● EXERCISES TO COMPLETE
A - Summarize the essay on the threatened global human rights system in two sentences.
B - Write the next part of the essay on the threatened global human rights system, picking up after its final sentence.

US Border Patrol Cmdr. Gregory Bovino (C) walks through a department store in St. Paul, Minnesota, June 3, 2026.
A Venezuelan migrant sits inside a cell at CECOT prison in Tecoluca, El Salvador, June 3, 2026.
The global human rights system is in peril. Under relentless pressure from US President Donald Trump, and persistently undermined by China and Russia, the rules-based international order is being crushed, threatening to take with it the architecture human rights defenders have come to rely on to advance norms and protect freedoms. To defy this trend, governments that still value human rights, alongside social movements, civil society, and international institutions, need to form a strategic alliance to push back.
To be fair, the downward spiral predated Trump’s reelection. The democratic wave that began over 50 years ago has given way to what scholars term a “democratic recession.” Democracy is now back to 1985 levels according to some metrics, with 72 percent of the world’s population now living under autocracy. Russia and China are less free today than 20 years ago. And so is the United States.
Of course, democracy is not a panacea for human rights violations; the US and other longtime democracies have their own histories of colonial crimes, racism, abusive justice systems, and wartime atrocities. More recently, authoritarian leaders have exploited public mistrust and anger to win elections and then dismantled the very institutions that brought them to power. Democratic institutions are crucial to represent the will of the people and keep power in check. It’s no surprise that whenever democracy is undermined, rights are too, as evident in recent years in India, Türkiye, the Philippines, El Salvador, and Hungary.

● DATA LISTING
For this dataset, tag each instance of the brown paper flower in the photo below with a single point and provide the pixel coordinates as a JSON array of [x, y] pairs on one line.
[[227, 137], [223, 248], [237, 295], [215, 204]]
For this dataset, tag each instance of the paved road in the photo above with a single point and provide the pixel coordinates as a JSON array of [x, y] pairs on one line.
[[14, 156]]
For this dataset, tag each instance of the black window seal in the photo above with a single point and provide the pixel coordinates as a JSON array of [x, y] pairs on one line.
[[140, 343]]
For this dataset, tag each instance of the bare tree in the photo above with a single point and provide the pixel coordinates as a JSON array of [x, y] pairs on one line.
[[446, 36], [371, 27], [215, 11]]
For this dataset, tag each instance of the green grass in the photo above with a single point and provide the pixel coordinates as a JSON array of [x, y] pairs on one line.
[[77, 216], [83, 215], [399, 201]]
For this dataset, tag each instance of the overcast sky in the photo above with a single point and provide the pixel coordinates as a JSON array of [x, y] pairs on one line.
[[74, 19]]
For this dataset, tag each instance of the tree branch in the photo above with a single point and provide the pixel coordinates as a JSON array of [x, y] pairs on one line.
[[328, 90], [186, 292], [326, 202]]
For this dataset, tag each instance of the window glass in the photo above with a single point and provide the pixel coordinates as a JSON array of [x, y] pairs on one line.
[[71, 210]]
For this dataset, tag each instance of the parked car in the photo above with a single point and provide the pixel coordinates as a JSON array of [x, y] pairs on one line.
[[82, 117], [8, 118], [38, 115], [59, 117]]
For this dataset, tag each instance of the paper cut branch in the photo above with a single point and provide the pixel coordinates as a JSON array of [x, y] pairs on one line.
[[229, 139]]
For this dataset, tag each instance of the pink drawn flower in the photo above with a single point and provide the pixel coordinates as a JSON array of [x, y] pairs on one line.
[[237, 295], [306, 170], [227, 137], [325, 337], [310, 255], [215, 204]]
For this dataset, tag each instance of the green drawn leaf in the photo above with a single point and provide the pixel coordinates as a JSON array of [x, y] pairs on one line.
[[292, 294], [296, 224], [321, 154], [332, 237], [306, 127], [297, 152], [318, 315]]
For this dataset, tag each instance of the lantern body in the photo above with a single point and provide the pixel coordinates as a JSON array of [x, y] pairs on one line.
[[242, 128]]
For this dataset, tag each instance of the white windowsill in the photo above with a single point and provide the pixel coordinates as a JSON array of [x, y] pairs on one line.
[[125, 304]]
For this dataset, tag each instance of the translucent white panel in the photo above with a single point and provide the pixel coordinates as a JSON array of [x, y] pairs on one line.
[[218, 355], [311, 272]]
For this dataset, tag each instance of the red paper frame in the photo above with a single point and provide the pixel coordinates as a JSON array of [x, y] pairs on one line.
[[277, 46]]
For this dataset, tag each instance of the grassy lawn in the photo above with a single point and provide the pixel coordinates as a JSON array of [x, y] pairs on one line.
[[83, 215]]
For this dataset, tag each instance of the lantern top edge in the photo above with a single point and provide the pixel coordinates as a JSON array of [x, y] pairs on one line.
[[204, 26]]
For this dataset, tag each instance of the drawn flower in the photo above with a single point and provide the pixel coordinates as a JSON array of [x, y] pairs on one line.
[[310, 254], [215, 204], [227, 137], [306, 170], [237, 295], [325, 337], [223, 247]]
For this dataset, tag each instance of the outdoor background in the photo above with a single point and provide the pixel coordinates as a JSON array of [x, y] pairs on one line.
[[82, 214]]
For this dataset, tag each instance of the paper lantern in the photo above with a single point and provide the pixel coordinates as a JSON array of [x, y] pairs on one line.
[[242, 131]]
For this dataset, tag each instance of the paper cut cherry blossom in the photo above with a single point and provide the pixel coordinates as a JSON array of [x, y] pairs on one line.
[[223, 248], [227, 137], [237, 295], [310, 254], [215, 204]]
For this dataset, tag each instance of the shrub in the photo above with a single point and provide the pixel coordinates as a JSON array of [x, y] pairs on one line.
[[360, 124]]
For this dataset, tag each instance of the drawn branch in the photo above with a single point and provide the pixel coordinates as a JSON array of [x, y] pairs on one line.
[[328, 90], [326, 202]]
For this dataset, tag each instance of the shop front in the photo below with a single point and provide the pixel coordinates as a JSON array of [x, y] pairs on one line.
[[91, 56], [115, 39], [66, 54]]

● THE RESULTS
A - The global human rights system is in peril: pressure from Trump and persistent undermining by China and Russia are crushing the rules-based international order, and the essay calls on governments that value human rights, together with social movements, civil society, and international institutions, to form a strategic alliance to push back. The decline predated Trump's reelection amid a "democratic recession" that leaves 72 percent of the world's population under autocracy, and while democracy is no panacea for rights violations, rights are undermined whenever democracy is.

B -
FIRST: The Momentum Movement’s parliamentary representative David Bedo and independent member of parliament Akos Hadhazy protest against a law that bans Pride marches in Hungary and imposes fines on organizers and attendees of such events, Budapest, June 3, 2026. © 2025 Marton Monus/Reuters; SECOND: University students confront riot police in Istanbul’s Beşiktaş district following the arrest of Istanbul Mayor Ekrem İmamoğlu, June 3, 2026. © 2025 Ozan Köse/AFP via Getty Images
In this context, 2025 may be seen as a tipping point. In just 12 months, the Trump administration has carried out a broad assault on key pillars of US democracy and the global rules-based order, which the US, despite inconsistencies, was, with other states, instrumental in helping to establish.
In short order, Trump’s second-term administration has undermined trust in the sanctity of elections, reduced government accountability, gutted food assistance and healthcare subsidies, attacked judicial independence, defied court orders, rolled back women’s rights, obstructed access to abortion care, undermined remedies for racial harm, terminated programs mandating accessibility for people with disabilities, punished free speech, stripped protections from trans and intersex people, eroded privacy, and used government power to intimidate political opponents, the media, law firms, universities, civil society, and even comedians.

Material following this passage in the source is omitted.